**Given passage**
Issue #119
I just finished reading Inflation: What It Is, Why It's Bad, and How to Fix It (4 stars), which was ghostwritten for Steve Forbes and published in 2022. This short and sober book highlights the corrosive effect that inflation has on society and its morals.
Thanks to government schools (which usually never even mention it) and the media, inflation is mostly misunderstood, which is just how the government and ruling class like it. For example, the book says that Joseph Robinette “has insisted that government spending actually suppresses inflation [by breaking] up the bottlenecks in our economy.” So government spending is like a laxative. As Ringo Starr observed, “Everything government touches turns to crap.”
Not only did Isaac Newton come up with the Law of Gravity; as head of the British Royal Mint, he fixed the value of the British pound to gold, a ratio that held for more than 200 years (!), which helped turn Britain into the mightiest industrial power in the world. How did it do that without a central bank with 23,000 employees, a dual mandate, open market operations, quantitative easing, tapering, forward guidance, dot plots, sterilized intervention, reverse repos, etc.?
Speaking of reverse repos, the book says that in February of 2021, the Fed had very few of them on its balance sheet, but by December, the amount had mushroomed to more than $1.7 trillion. They allow the Fed to continue expanding its balance sheet by buying government bonds, which holds down interest rates and enables reckless government spending. The book asks, “What if there's an event, like a sudden military crisis, and Uncle Sam can't meet its obligations? You would see a financial crisis that would make 2008 look like a hiccup.” Yes, a financial crisis at the same time as a military crisis. There is a contagion effect between complex systems such as financial markets and war.

**Tasks to perform**
A: Reproduce the book review verbatim from "Speaking of reverse" up to and including "markets and war.".
B: According to the book review, how long did the ratio that Isaac Newton fixed between the British pound and gold hold?
The data after this book review has no connection to it.

**Collected data**

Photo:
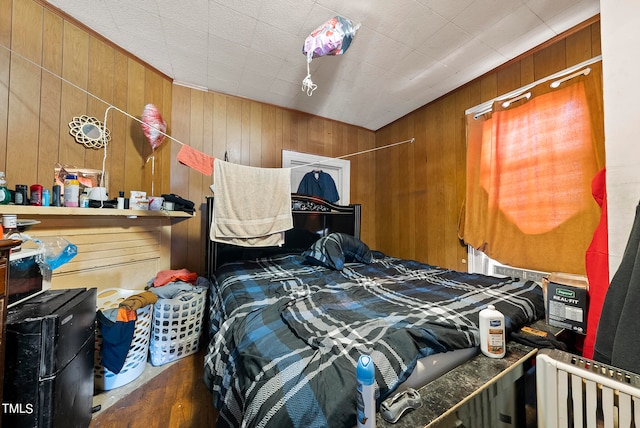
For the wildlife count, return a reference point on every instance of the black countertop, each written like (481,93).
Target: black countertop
(445,397)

**Completed exercise**
A:
Speaking of reverse repos, the book says that in February of 2021, the Fed had very few of them on its balance sheet, but by December, the amount had mushroomed to more than $1.7 trillion. They allow the Fed to continue expanding its balance sheet by buying government bonds, which holds down interest rates and enables reckless government spending. The book asks, “What if there's an event, like a sudden military crisis, and Uncle Sam can't meet its obligations? You would see a financial crisis that would make 2008 look like a hiccup.” Yes, a financial crisis at the same time as a military crisis. There is a contagion effect between complex systems such as financial markets and war.

B: More than 200 years.